Entries supplied Start Marker

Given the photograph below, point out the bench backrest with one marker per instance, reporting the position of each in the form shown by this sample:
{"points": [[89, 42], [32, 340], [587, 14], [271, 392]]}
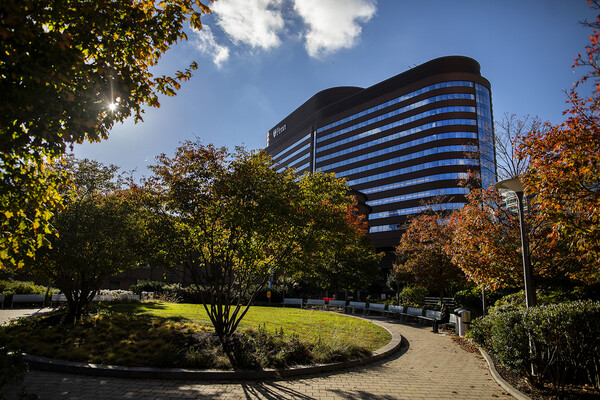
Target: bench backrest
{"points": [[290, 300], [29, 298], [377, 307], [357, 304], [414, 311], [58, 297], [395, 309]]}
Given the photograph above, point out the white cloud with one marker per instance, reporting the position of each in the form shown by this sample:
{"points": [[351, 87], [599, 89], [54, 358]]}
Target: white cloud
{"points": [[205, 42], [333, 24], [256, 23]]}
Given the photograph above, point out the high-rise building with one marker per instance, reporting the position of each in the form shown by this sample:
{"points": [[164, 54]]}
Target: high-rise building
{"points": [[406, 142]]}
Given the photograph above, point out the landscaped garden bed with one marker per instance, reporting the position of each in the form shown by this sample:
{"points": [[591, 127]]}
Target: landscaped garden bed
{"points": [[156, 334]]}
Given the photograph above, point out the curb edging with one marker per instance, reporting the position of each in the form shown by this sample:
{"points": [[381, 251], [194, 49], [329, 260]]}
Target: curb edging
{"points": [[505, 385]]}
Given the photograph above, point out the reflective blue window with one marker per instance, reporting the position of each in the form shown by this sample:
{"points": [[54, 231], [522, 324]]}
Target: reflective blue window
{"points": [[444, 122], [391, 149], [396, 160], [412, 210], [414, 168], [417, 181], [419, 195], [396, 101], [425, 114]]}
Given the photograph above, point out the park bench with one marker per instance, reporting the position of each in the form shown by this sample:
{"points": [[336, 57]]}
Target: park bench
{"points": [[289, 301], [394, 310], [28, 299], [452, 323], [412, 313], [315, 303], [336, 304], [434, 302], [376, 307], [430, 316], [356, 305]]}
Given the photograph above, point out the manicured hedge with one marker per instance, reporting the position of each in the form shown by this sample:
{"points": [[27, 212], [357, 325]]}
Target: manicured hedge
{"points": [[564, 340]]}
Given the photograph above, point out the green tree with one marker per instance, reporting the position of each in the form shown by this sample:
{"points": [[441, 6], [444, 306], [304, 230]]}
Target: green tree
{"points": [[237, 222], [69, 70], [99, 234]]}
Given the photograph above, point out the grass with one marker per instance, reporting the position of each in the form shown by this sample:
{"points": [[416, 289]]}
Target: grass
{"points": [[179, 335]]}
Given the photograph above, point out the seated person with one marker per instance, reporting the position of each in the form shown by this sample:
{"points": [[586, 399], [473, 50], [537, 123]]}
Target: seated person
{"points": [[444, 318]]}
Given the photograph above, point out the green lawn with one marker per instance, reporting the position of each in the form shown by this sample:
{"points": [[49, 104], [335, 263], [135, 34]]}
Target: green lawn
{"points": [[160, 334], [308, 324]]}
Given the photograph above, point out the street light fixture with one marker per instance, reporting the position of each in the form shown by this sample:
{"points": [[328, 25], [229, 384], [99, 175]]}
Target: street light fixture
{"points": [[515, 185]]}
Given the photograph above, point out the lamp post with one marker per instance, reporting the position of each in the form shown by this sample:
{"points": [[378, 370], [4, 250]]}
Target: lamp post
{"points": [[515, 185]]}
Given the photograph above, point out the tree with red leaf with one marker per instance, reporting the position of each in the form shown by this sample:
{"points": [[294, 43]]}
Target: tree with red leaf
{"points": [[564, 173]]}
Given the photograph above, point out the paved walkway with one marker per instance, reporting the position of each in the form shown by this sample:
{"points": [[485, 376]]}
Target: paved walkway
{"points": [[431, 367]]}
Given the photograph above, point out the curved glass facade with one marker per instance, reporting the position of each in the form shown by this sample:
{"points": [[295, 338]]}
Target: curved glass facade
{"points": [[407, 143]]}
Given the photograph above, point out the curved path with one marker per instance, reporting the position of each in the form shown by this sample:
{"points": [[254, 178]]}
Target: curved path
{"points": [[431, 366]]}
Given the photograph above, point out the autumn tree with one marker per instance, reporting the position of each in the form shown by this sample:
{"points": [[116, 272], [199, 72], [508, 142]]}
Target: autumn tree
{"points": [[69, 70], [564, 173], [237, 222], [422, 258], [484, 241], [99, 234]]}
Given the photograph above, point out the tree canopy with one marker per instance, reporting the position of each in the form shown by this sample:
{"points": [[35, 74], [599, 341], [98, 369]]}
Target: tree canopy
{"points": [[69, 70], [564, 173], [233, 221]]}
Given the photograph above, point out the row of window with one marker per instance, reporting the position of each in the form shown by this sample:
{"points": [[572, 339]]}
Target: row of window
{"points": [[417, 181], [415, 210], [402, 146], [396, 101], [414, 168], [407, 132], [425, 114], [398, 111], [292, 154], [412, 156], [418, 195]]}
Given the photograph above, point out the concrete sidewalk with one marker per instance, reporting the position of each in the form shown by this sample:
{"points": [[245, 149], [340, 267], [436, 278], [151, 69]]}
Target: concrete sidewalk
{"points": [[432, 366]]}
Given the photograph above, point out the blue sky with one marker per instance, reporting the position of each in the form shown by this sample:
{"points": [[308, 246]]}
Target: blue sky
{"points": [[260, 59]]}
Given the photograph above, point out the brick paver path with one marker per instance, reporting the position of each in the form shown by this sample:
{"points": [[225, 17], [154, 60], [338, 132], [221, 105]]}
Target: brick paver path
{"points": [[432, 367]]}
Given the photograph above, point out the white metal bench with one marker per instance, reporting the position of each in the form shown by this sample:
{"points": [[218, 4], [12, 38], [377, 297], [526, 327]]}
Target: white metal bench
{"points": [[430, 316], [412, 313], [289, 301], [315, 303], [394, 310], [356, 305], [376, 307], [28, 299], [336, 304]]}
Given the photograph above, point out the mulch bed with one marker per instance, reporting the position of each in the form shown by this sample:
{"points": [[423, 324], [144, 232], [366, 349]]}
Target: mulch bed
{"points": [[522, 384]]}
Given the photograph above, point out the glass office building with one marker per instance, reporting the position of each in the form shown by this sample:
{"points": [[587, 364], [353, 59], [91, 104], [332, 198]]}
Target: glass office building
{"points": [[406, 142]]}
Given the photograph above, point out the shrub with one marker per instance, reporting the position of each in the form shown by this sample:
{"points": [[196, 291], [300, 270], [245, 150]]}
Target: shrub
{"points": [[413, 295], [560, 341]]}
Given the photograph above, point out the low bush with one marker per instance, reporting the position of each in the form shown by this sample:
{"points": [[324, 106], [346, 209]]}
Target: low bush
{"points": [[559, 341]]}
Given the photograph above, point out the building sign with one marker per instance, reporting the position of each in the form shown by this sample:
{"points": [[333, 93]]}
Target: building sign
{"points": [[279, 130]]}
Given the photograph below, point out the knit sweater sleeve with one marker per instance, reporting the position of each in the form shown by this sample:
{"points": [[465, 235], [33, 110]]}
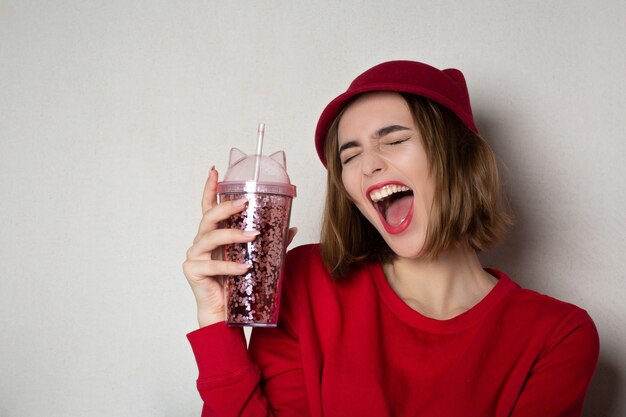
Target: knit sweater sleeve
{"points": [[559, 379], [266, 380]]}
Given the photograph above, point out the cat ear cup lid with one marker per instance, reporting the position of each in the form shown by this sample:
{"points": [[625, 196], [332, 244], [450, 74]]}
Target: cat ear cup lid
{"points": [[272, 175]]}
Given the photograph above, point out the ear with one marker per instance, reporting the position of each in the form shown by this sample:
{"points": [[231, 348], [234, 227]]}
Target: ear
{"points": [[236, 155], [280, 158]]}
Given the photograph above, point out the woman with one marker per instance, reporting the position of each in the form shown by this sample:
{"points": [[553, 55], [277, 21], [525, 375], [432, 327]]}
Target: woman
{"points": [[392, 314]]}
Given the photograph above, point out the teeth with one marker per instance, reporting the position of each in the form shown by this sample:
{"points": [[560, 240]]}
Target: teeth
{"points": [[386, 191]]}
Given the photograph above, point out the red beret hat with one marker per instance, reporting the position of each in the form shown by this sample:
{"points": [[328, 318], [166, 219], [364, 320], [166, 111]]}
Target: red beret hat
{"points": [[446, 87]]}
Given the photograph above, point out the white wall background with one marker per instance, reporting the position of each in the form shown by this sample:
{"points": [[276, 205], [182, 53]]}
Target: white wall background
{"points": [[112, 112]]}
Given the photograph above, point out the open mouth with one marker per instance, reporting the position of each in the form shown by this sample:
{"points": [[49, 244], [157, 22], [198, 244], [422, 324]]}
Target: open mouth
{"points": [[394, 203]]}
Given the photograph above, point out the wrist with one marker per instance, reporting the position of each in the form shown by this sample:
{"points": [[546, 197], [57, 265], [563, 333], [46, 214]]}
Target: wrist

Entries supplied End Marker

_Exercise directions:_ Filter the records down to the lines that contain the string "wrist", and copy those lines.

_Task answer:_
Given the photograph above, point out the wrist with one marker per instance, reporting the position of each in the form shown by this sample:
Target: wrist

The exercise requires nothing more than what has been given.